◆ 练习任务 ◆
**A.** 请将链表重排序一文中从"class Solution"一直到"fastp->next != nullptr)"的部分一字不差地照录下来。
**B.** 下列三项陈述是否与链表重排序一文相符？逐项回答"是"或"否"，并原样引用原文中起决定作用的文字。
(i) 分析部分提出，第一步是用快慢指针找到链表的中点。
(ii) 题目允许在重排时改变节点的值。
(iii) 按示例，{1,2,3,4} 重排后应为 {1,3,2,4}。
**C.** 找出链表重排序一文中 reorderList 函数体内声明的全部 ListNode 指针变量，并列出它们的名称。

◆ 原文 ◆
=======

Reorder List(链表重排序)

leetcode 143. Reorder List

Given a singly linked list L: L0→L1→…→Ln-1→Ln,

reorder it to: L0→Ln→L1→Ln-1→L2→Ln-2→…

You must do this in-place without altering the nodes’ values.

For example,

Given {1,2,3,4}, reorder it to {1,4,2,3}.

分析：这道题的思路首先用快慢指针找到链表的中点，然后将此链表分成两部分，再将后面的链表逆序，最后将两部分合并即可。

第一种解法

class Solution
{
public:
void reorderList(ListNode* head)
{
if(head == nullptr || head->next == nullptr) return;
ListNode *fastp = head, *lowp = head, *tail = nullptr;
while(fastp != nullptr && fastp->next != nullptr)
{
tail = lowp;
fastp = fastp->next->next;
lowp = lowp->next;   //实际上找到的中点，当链表长度为奇数时处于中点，偶数时处于L/2+1位置
}

tail->next = nullptr; //分成一半 前半部分在奇数时比后半部分小1
reverseList(lowp);
fastp = head;
tail = nullptr;
while(fastp != nullptr)
{
ListNode *tmp = lowp->next;
lowp->next = fastp->next;
fastp->next = lowp;
tail = lowp;     //奇数时特例，奇数时前半段链表比后半边链表少一个元素
fastp = lowp->next;
lowp = tmp;
}
if(lowp != nullptr)
tail->next = lowp;  //把最后一个元素，即中间那个元素添加到链表的最后

}

void reverseList(ListNode* &head)
{
if(head == nullptr || head->next == nullptr) return;
ListNode *pre = head, *p = pre->next;
while(p != nullptr)

=======

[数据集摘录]
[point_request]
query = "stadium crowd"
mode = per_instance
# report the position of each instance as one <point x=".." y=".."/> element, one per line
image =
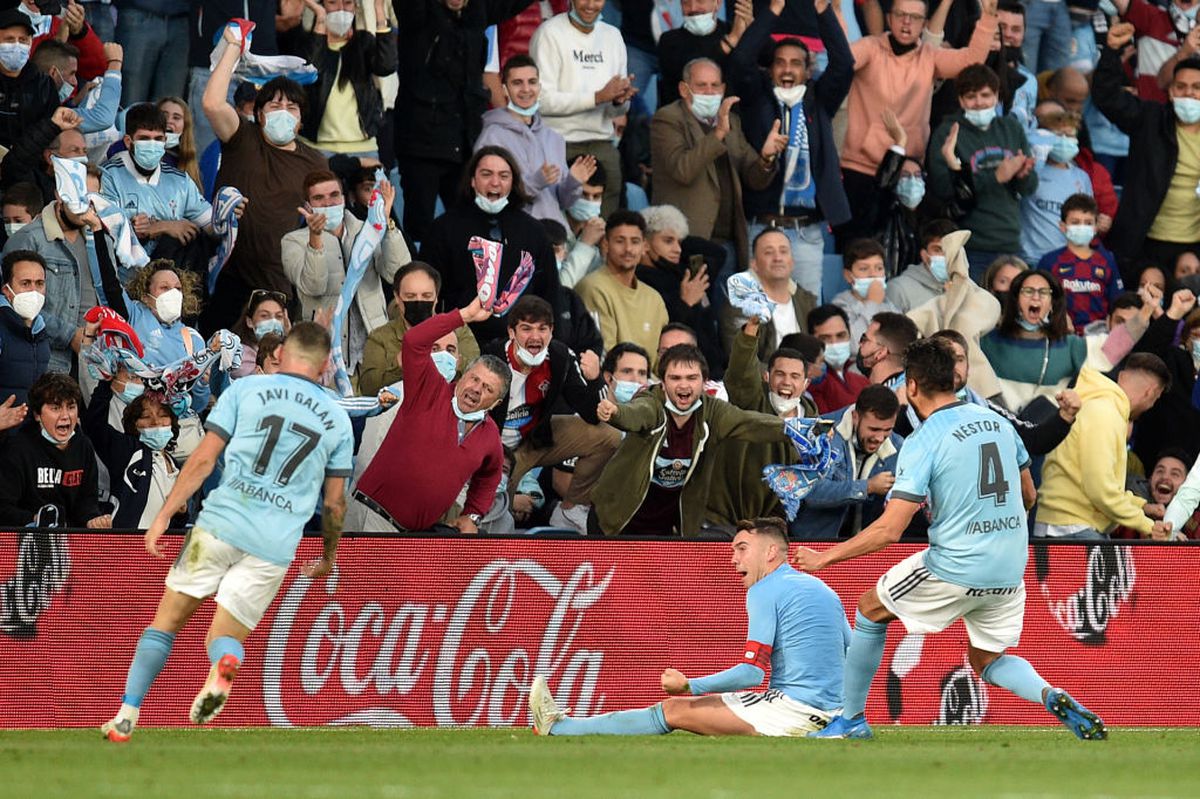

=======

◆ 问题解答 ◆
**A.**
class Solution
{
public:
void reorderList(ListNode* head)
{
if(head == nullptr || head->next == nullptr) return;
ListNode *fastp = head, *lowp = head, *tail = nullptr;
while(fastp != nullptr && fastp->next != nullptr)

**B.**
(i) 是。"首先用快慢指针找到链表的中点"
(ii) 否。"You must do this in-place without altering the nodes’ values."
(iii) 否。"Given {1,2,3,4}, reorder it to {1,4,2,3}."

**C.** fastp、lowp、tail、tmp